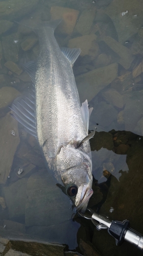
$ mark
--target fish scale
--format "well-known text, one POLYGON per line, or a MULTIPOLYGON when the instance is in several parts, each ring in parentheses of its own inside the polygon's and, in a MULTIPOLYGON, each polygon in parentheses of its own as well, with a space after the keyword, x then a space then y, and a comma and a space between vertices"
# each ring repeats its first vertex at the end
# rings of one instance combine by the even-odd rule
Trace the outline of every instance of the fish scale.
POLYGON ((60 187, 76 209, 84 211, 93 194, 89 140, 93 134, 88 135, 92 109, 87 100, 81 108, 72 68, 80 50, 60 48, 54 36, 59 23, 43 23, 35 29, 39 38, 38 62, 24 65, 33 89, 16 99, 11 109, 14 117, 37 139, 48 170, 60 187))

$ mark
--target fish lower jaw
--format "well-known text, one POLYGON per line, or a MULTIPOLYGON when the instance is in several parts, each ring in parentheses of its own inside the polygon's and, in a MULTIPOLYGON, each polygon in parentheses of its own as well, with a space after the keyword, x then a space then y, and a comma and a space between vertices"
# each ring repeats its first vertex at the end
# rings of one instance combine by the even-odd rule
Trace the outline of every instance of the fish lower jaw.
POLYGON ((82 198, 80 203, 79 204, 79 205, 76 207, 77 211, 79 211, 79 210, 80 210, 82 213, 84 212, 87 209, 90 198, 93 195, 93 189, 92 188, 88 187, 85 191, 83 198, 82 198))

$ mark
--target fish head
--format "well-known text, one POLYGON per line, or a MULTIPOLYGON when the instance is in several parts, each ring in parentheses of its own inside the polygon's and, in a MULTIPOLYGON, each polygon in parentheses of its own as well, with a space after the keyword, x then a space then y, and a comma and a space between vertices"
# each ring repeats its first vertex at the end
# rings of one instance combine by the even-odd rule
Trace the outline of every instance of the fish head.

-=-=-=-=-

■ Short task
Please duplicate the listing above character for character, starting at its very beginning and ending with the line that contains "POLYGON ((60 187, 76", with both ends included. Leave the pictures out of your copy.

■ Answer to the problem
$ mark
--target fish scale
--format "well-known text, one POLYGON per line, or a MULTIPOLYGON when the instance is in several parts, each ring in parentheses of its own inside the polygon's and, in a MULTIPOLYGON, each polygon in parentheses of its own as well, with a space after the keyword, x then a space then y, and a comma and a space between vertices"
# each ring repeats its first vertex at the end
# rings of one instance combine by the even-odd rule
Trace the outline of every instance of the fish scale.
POLYGON ((60 187, 76 209, 84 211, 93 194, 89 140, 93 134, 88 135, 92 109, 87 100, 81 108, 72 68, 80 50, 60 48, 54 36, 59 23, 43 23, 35 29, 39 38, 38 62, 24 65, 33 89, 16 99, 11 109, 14 117, 37 139, 48 170, 60 187))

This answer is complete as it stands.